[GIVEN TEXT]:

- - -

Dedicated to the memory of Stanley Robertson MUniv, and to all others in our lives who have brought story and song alive for us.

CONTENTS

Title

The Maidenstone and Other Stories

Dedication

Foreword

To Begin …

1 HILLAND GLEN

Blelack

The Legend of the Maidenstone

Auld Slorachs

Knock Castle

The Strange Coachman

The Pupil

Mary Elphinstone

2 THE LAND

The Tattiebogle

The Ballad of Gilderoy

The Highwayman and the Orra Loon

An Aul Beggarman

The Gudeman o’ Ballengeich

Templar Thunder Hole

The Rat, the Tree and the Dragon

The Trick

3 CASTLES

French Kate

Alison Cross

The Plague Castle

The Smith of Kildrummy Castle

The Baron o’ Braichlie

The Children of the Trough

The Tad-Losgann (The Toad-Frog)

The Laird o’ Drum

Tifty’s Annie

4 FORESTS, RIVERSAND WATER

The Key Pool

The Giant with the Three Golden Hairs, or, The Seely Cap

The Wizard Laird of Skene (1665–1724)

The Pedlar

The Reel o’ Tullich

Auld Creuvie

The Kelpie Tale

5 COASTAND SEA

Smugglers of Collieston

The Curse of Forvie

The Knock Maitland Stane

The Lass from the Sea

Power fae Beyond the Grave

6 THE CITY

The Story of Benholm’s Lodgings

The Astronomer from Aberdeen

The Slave who came from Aboyne

Alexander Hadden of Hadden Mill

Wee Aipplies an’ Wee Orangies

Riddles Solved

Bibliography

Copyright

FOREWORD

Every region of Scotland is rich in story lore, but none more so than the North-East. Interwoven with ballads and poetry, the stories of Aberdeenshire are about landscape, history, working lives, games, passions, the supernatural, the everyday, the tragic, the comic and the downright ridiculous. And they are all in this book.

- - -

[DATASET EXCERPTS]:
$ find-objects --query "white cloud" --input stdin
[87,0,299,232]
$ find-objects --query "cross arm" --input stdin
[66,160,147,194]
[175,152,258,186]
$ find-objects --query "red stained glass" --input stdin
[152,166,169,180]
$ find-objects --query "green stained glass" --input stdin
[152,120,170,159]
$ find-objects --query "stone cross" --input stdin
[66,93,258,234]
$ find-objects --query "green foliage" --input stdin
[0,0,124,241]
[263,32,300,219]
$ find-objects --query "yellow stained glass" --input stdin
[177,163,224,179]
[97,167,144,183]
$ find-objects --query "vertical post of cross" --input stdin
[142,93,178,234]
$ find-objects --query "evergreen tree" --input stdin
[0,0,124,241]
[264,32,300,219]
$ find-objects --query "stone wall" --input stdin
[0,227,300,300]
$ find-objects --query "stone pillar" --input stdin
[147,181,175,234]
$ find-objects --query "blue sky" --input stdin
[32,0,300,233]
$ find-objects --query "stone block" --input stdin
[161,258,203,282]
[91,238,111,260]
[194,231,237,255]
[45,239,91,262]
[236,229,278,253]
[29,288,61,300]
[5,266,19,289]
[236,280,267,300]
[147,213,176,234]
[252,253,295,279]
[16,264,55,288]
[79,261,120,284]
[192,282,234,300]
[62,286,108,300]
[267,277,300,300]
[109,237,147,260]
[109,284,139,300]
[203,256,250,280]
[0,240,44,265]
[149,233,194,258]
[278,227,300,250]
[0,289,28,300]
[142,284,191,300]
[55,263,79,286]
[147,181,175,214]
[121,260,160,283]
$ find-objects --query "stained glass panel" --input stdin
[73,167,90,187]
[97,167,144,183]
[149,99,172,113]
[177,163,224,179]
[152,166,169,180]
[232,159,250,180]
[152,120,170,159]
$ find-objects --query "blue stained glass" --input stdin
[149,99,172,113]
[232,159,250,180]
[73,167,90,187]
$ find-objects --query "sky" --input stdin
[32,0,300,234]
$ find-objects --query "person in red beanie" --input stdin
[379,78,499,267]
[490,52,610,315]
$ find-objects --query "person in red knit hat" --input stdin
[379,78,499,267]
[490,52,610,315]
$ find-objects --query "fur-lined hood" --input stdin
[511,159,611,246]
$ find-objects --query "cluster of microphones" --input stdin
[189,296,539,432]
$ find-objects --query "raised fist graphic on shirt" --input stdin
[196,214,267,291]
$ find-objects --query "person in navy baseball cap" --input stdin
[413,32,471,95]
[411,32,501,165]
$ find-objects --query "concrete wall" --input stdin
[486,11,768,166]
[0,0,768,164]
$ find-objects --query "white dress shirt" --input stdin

- - -

[TASK SET]:
A. In the book's opening pages, restate the paragraph that begins "Every region of Scotland" as a short bulleted list that keeps its main facts.
B. Summarize the book's opening pages in two sentences.

[ANSWER SECTION]:
A.
- Every region of Scotland is rich in story lore, but the North-East is richest of all.
- The stories of Aberdeenshire are interwoven with ballads and poetry.
- They are about landscape, history, working lives, games, passions, the supernatural, the everyday, the tragic, the comic and the downright ridiculous.
- All of them are in this book.

B. The Maidenstone and Other Stories is dedicated to the memory of Stanley Robertson MUniv and to others who have brought story and song alive, and its contents arrange the stories in six numbered sections that end with the city. Its foreword says the North-East is the richest region of Scotland in story lore, with Aberdeenshire stories on subjects from landscape and history to the supernatural and the downright ridiculous, all gathered in this book.